Dataset records:
▶

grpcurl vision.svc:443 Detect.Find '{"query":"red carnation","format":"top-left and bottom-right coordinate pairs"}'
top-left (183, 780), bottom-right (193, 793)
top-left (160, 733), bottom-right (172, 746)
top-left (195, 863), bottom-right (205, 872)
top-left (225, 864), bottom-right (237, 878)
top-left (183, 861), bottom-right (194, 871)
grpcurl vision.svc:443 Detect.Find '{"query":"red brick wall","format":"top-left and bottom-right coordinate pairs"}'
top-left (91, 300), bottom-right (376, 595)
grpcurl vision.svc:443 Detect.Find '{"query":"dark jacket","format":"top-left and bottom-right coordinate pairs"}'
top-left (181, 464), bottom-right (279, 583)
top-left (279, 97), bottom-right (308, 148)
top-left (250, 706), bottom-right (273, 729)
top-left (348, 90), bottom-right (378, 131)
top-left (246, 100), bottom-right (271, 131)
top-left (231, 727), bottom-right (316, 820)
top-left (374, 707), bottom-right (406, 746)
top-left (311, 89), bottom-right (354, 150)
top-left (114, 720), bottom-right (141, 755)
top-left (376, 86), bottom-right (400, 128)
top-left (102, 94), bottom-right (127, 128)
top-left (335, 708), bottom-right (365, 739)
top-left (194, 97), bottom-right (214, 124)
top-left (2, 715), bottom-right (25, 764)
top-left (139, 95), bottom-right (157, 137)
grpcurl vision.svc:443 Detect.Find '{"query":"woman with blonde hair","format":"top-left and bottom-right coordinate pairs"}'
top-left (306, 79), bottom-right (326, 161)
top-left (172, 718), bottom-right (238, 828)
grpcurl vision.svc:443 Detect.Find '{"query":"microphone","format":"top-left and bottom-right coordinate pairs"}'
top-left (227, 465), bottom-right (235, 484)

◀

Task prompt — Would you set down all the lines above, exactly and in full?

Solution to the exercise —
grpcurl vision.svc:443 Detect.Find '{"query":"red carnation","format":"top-left and bottom-right coordinate pairs"}'
top-left (183, 780), bottom-right (193, 793)
top-left (160, 733), bottom-right (172, 746)
top-left (195, 863), bottom-right (205, 872)
top-left (225, 864), bottom-right (237, 878)
top-left (183, 861), bottom-right (194, 871)
grpcurl vision.svc:443 Detect.Find '{"query":"red brick wall","format":"top-left and bottom-right coordinate pairs"}'
top-left (91, 300), bottom-right (376, 595)
grpcurl vision.svc:443 Detect.Find '{"query":"dark jacket","format":"top-left and bottom-right coordinate pairs"}'
top-left (181, 464), bottom-right (279, 583)
top-left (279, 97), bottom-right (308, 148)
top-left (250, 706), bottom-right (273, 729)
top-left (348, 90), bottom-right (378, 131)
top-left (246, 100), bottom-right (271, 131)
top-left (231, 727), bottom-right (316, 820)
top-left (374, 707), bottom-right (406, 746)
top-left (311, 89), bottom-right (354, 150)
top-left (114, 720), bottom-right (141, 755)
top-left (376, 86), bottom-right (400, 128)
top-left (102, 94), bottom-right (127, 128)
top-left (335, 708), bottom-right (365, 739)
top-left (194, 97), bottom-right (214, 124)
top-left (2, 715), bottom-right (25, 764)
top-left (139, 95), bottom-right (157, 137)
grpcurl vision.svc:443 Detect.Find '{"query":"woman with blonde hair","format":"top-left and bottom-right coordinate pairs"}'
top-left (306, 79), bottom-right (326, 161)
top-left (172, 718), bottom-right (238, 828)
grpcurl vision.svc:443 Detect.Find '{"query":"microphone","format":"top-left and bottom-right coordinate pairs"}'
top-left (227, 465), bottom-right (235, 484)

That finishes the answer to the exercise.